Он был интересен, образован, привык блистать в обществе. В одном из своих к нему писем В.Н.Фигнер назвала его "оратором милостию Божией". Все последующее время этот человек, имевший множество друзей и знакомых среди творческой и научной интеллигенции России и Европы, человек литературно одаренный, с безусловным художественным вкусом и энциклопедической эрудицией работал экономистом-консультантом на Московской товарной бирже, находя применение своим талантам лишь в заказываемых ему статьях для энциклопедий и в работе Научной секции Кропоткинского Комитета, где с 1926 г. он занимал пост заместителя председателя Комитета.
Как признавался сам Боровой, он не был "кропоткинцем", тем более сторонником и последователем Карелина. Однако и тот и другой импонировали ему лично как люди с большой и чистой душой, как ученые и эрудиты, а в области анархизма - своим вниманием к окружающим, поскольку сам Боровой принадлежал к анархистам-45
индивидуалистам, был анархистом-романтиком, и для него в анархизме, как указывал один из его критиков, на первом месте стоял "не Логос, а Пафос"<40>.
Интеллигентность Борового, отстраненность от практической революционной деятельности, осуждение террора и близость к университетским кругам Москвы и Петрограда выделяли его из общей массы анархистов, пришедших в анарходвижение после 1917 г. Они заставляли его искать сближения с руководством Кропоткинского музея и Комитета, которых он, как мы уже видели, поддержал во время конфликта с группой Атабекяна, сменив на посту заместителя председателя П.А.Пальчинского, позднее, в 1929 г. расстрелянного. Характерен и тот факт, что Боровой состоял в Научной секции Комитета, а не в Анархической, по-видимому, сначала не желая вступать в конфликт с А.М.Атабекяном, возглавлявшим Анархическую секцию с 1921 г. по май 1925 г., а позднее - с ее новым составом, целиком подпавшим влиянию А.А.Солоновича после возвращения того из Суздальского концлагеря.
В отличие от Борового, пользовавшегося широкой популярностью и всегда остававшегося на виду, фигура А.А.Солоновича (1887-1937), доцента МВТУ им. Баумана по кафедре математики, преподававшего и в других вузах Москвы, очень мало известна и во многих отношениях еще долго будет представлять загадку для исследователей своей противоречивостью.
Дворянин, сын полковника-артиллериста, рано умершего, А.А.Солонович окончил Московский университет по физико-математическому факультету в 1914 г., был связан с революционным движением с 1905 г., подлежал аресту и высылке, был судим в 1914 г. за книгу "Скитания духа", написанную в духе "мистического анархизма" Г.И.Чулкова, но был оправдан; в дальнейшем вел преподавательскую работу в московских средних и высших учебных заведениях. В 1917 г., после Февральской революции, он примкнул к Московскому союзу анархистов, а в 1918 г. вошел во Всероссийскую Федерацию анархистов-коммунистов, будучи в последние годы ее существования членом Секретариата и одним из самых деятельных помощников Карелина как в анарходвижении, так и в орденской деятельности.

● **Описание задания**
Продолжите фрагмент об анархистах Боровом и Солоновиче, начав сразу после его последнего предложения. Приведённые далее записи здесь никакой роли не играют.

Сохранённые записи

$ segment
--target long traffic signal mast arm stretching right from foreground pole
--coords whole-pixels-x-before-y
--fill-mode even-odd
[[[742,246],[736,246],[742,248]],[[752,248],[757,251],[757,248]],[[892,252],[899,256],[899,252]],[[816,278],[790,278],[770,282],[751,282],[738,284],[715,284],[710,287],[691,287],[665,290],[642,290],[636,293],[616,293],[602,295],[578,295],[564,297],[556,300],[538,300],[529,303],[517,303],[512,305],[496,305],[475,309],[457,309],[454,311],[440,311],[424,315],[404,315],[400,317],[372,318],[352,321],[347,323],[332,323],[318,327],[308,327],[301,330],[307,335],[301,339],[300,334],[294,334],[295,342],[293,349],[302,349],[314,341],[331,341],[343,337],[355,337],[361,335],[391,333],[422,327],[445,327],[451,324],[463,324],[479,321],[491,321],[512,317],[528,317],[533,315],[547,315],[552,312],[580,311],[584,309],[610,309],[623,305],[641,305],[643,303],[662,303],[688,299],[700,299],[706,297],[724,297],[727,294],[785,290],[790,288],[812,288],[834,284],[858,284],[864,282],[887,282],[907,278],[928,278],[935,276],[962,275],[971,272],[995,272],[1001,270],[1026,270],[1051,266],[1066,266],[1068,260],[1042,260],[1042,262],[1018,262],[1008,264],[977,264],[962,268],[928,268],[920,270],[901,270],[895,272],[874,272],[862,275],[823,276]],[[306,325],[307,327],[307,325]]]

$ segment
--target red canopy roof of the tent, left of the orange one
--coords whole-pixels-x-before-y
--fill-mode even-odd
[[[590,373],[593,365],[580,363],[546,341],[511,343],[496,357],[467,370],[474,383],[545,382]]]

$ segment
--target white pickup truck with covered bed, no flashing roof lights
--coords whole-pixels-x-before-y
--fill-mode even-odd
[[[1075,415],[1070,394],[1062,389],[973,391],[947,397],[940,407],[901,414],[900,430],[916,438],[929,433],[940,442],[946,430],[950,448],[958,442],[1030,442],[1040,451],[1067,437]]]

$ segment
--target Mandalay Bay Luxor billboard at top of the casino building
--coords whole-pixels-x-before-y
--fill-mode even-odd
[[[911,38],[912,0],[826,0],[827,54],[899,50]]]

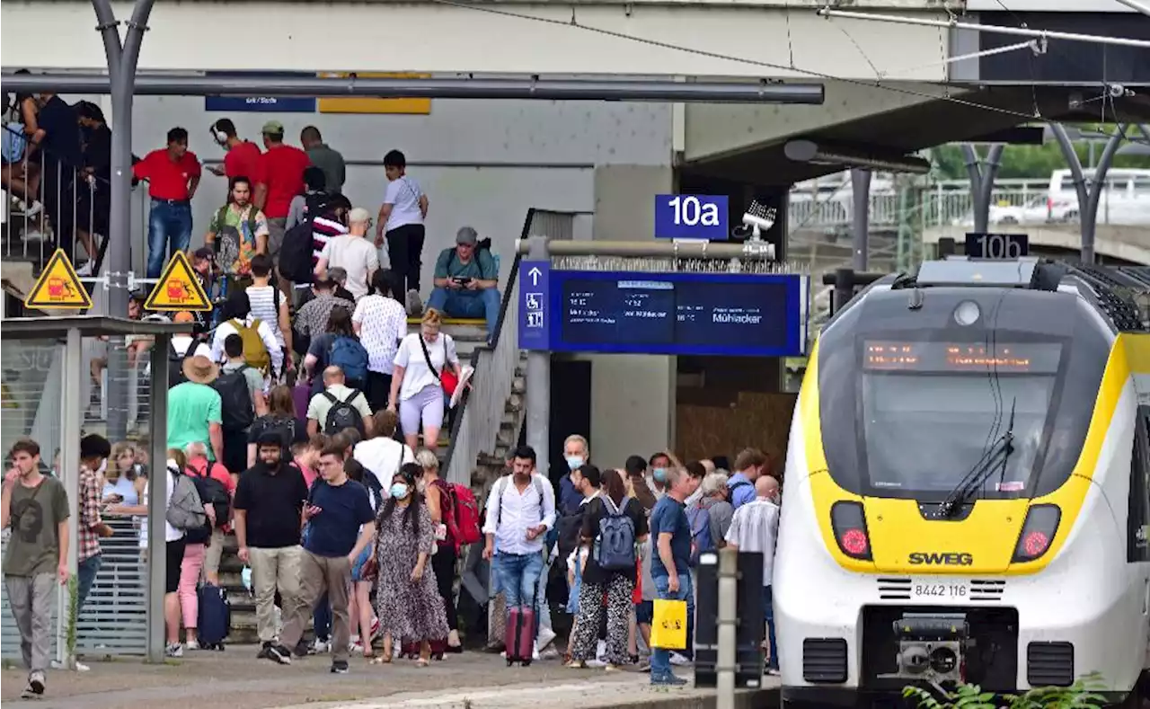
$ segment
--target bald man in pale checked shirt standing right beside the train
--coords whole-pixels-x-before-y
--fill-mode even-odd
[[[754,500],[735,510],[727,531],[727,546],[736,551],[762,555],[762,615],[767,620],[767,672],[779,674],[779,651],[775,649],[775,612],[770,579],[775,566],[775,538],[779,534],[779,481],[759,475],[754,481]]]

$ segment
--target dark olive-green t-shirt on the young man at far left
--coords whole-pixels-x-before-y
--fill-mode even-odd
[[[44,478],[34,488],[16,481],[12,488],[12,538],[3,572],[34,577],[56,572],[60,564],[60,523],[70,514],[68,493],[56,478]]]

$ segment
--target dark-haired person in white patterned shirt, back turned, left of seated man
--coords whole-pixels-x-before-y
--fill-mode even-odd
[[[379,269],[371,274],[371,291],[355,303],[352,327],[367,350],[367,403],[371,411],[383,411],[391,392],[396,351],[407,335],[407,311],[397,299],[399,290],[392,272]]]

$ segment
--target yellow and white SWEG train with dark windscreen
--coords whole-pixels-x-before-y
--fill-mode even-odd
[[[787,451],[784,707],[1092,672],[1141,706],[1150,331],[1130,292],[1147,290],[1136,269],[960,258],[835,314]]]

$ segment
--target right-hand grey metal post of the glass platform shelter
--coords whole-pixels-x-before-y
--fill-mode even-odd
[[[168,541],[168,343],[171,335],[156,335],[152,346],[152,416],[148,435],[152,441],[152,475],[148,477],[147,498],[147,661],[163,662],[166,627],[163,618],[164,574],[167,573]]]

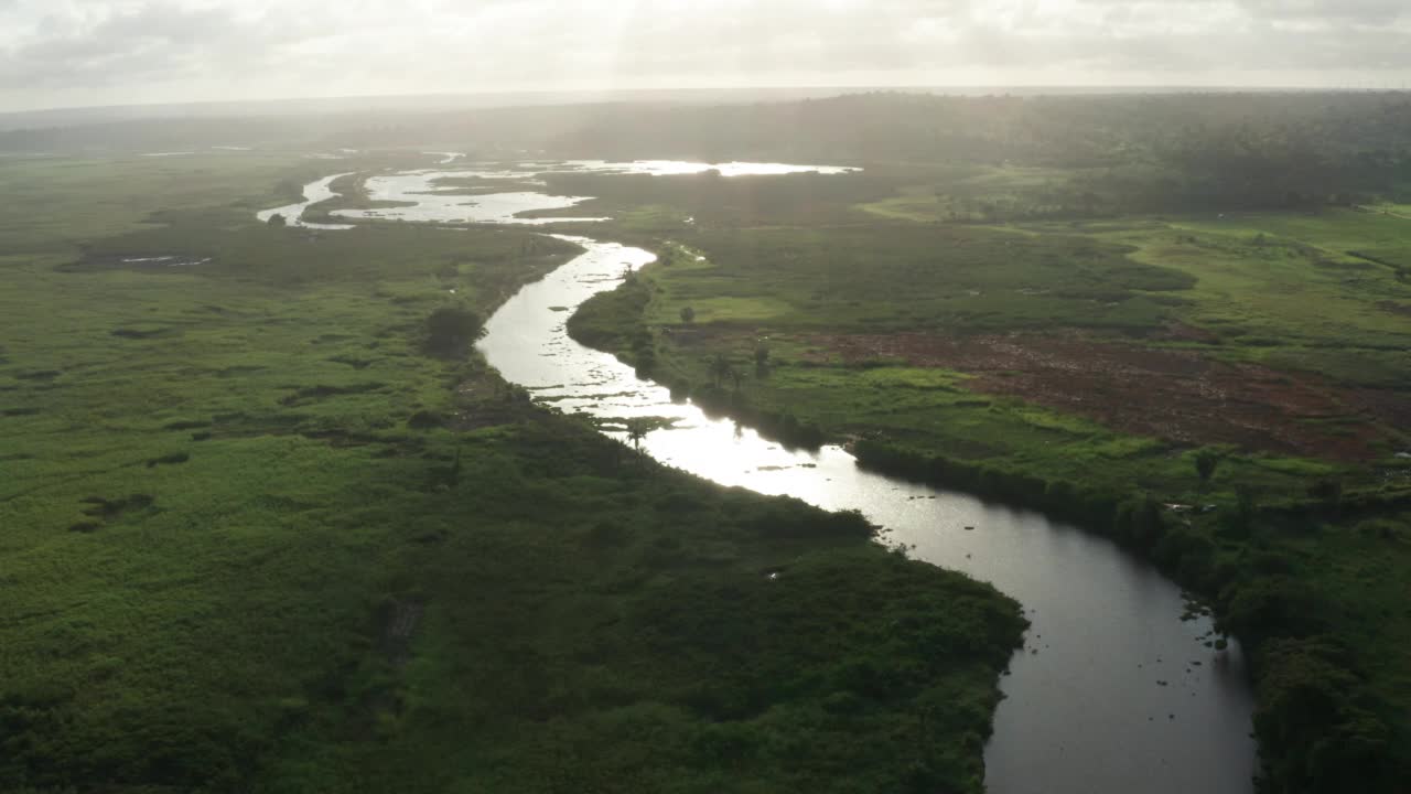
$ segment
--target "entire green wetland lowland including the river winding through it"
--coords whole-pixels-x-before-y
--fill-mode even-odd
[[[1394,185],[670,129],[0,160],[0,790],[1394,790]]]

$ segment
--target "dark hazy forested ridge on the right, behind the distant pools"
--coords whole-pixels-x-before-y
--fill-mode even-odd
[[[602,157],[1017,164],[1079,171],[1027,216],[1316,208],[1411,179],[1411,96],[944,97],[650,109],[553,141]],[[1009,213],[1013,215],[1013,213]]]

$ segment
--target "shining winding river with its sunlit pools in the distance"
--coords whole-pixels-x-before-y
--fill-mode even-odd
[[[567,167],[704,168],[660,161]],[[840,170],[739,162],[721,168],[722,175],[793,171]],[[440,179],[487,174],[522,179],[533,171],[409,171],[374,177],[368,191],[374,199],[409,202],[387,211],[395,216],[435,223],[523,222],[514,213],[586,201],[532,192],[466,196],[436,186]],[[989,791],[1253,791],[1253,702],[1239,646],[1205,647],[1209,620],[1181,619],[1184,599],[1174,583],[1116,545],[1040,514],[871,473],[837,446],[787,451],[732,421],[711,420],[690,403],[672,401],[665,387],[579,345],[564,329],[566,307],[612,290],[625,270],[653,256],[566,239],[586,253],[526,285],[488,322],[480,349],[507,380],[564,411],[669,417],[669,427],[642,441],[659,461],[722,485],[789,494],[830,510],[861,510],[912,557],[992,582],[1024,605],[1033,626],[1002,680],[1006,699],[985,753]],[[624,429],[610,425],[607,432],[622,438]]]

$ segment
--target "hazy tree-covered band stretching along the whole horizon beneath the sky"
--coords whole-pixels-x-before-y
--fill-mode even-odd
[[[231,141],[437,146],[485,158],[539,150],[608,160],[1020,164],[1082,172],[1047,203],[1034,203],[1036,213],[1309,208],[1411,182],[1411,95],[862,93],[718,106],[168,119],[13,130],[0,133],[0,151],[152,151]]]

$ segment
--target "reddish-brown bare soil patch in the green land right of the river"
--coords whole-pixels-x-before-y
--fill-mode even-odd
[[[904,360],[972,373],[974,389],[1079,414],[1113,429],[1181,444],[1366,461],[1380,422],[1407,413],[1394,394],[1232,365],[1194,350],[1137,348],[1077,335],[816,335],[845,362]],[[1369,421],[1370,420],[1370,421]]]

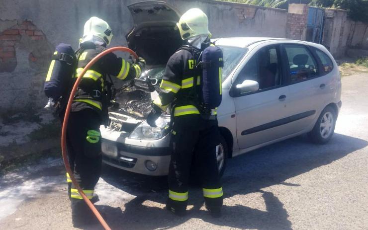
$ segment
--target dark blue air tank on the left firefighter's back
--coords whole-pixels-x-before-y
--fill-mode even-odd
[[[73,48],[68,44],[59,44],[52,55],[44,84],[45,95],[49,98],[46,109],[51,109],[61,102],[61,98],[68,96],[76,64]]]

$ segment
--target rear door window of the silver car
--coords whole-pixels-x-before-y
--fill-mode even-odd
[[[318,76],[317,62],[306,46],[284,45],[290,67],[290,81],[295,83]]]

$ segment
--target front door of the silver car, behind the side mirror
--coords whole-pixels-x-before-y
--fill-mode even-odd
[[[230,89],[230,95],[234,97],[240,149],[285,135],[283,124],[287,117],[288,87],[282,77],[280,46],[269,45],[252,53]],[[258,81],[259,89],[255,92],[239,91],[236,85],[244,80]]]

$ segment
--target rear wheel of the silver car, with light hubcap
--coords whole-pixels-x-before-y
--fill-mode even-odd
[[[328,143],[335,131],[337,115],[331,106],[323,109],[313,130],[308,133],[309,138],[316,144]]]

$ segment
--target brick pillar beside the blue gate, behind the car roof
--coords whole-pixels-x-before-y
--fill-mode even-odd
[[[290,7],[290,5],[293,7]],[[286,19],[286,38],[305,40],[307,18],[307,5],[289,4],[289,12]]]

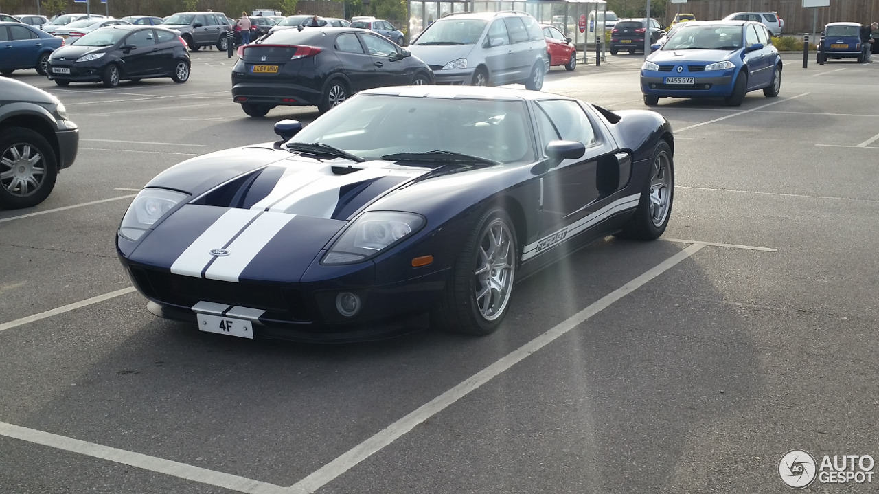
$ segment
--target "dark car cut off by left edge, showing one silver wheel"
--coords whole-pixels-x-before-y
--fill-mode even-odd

● **Результат**
Приняв после смерти Карелина руководство орденскими кружками, А.А.Солонович попытался распространить эту деятельность и на территорию Музея, обладавшего возможностью устройства публичных лекций, вечеров, а главное - библиотекой-читальней, привлекавшей студенческую (и нестуденческую) молодежь. На этой почве, как видно, и произошло столкновение Солоновича с Боровым, сначала на диспуте по поводу анархо-мистицизма в 1927 г., который оставил у Борового "впечатление чрезвычайной внутренней слабости мистического анархизма", а потому укрепил его в мысли как заместителя председателя Комитета, "о необходимости создания группы анархистов, которые могли бы в стенах Кропоткинского музея выявлять и защищать в противовес мистической секции анархизм, очищенный от инородных примесей". Воспользовавшись своими правами, он воспретил в дальнейшем какие-либо диспуты и доклады, связанные с проблемами мистического анархизма в стенах музея, а сам стал собирать анархистов на предмет введения их не в Анархическую секцию, которую возглавлял Солонович, а в Научную, во главе которой стоял он сам<41>.
Скандал разразился в январе 1928 г., когда, воспользовавшись отсутствием большинства членов Научной секции, Боровой "провел" группу из 11 человек в ее состав. Впрочем, уже на первом заседании Исполнительного Бюро, где должно было состояться утверждение новых членов, против одного из кандидатов категорически высказались С.Г.Кропоткина, ссылаясь на давнее о нем мнение П.А.Кропоткина, и Солонович, ссылаясь на такое же мнение о нем Карелина. Как можно видеть из сопоставления документов и последующего выступления по этому поводу в журнале "Дело труда" самого Н.И.Махно, речь шла о Н.И.Рогдаеве, а "гнусная клевета", как была квалифицирована причина отвода его кандидатуры, восходила к неудачной попытке созыва первого съезда ФАК в 1913 г. Карелиным, во время которого через Рогдаева 46
цюрихской группой анархо-коммунистов был пущен слух, что организатор съезда, Карелин, является... агентом охранного отделения.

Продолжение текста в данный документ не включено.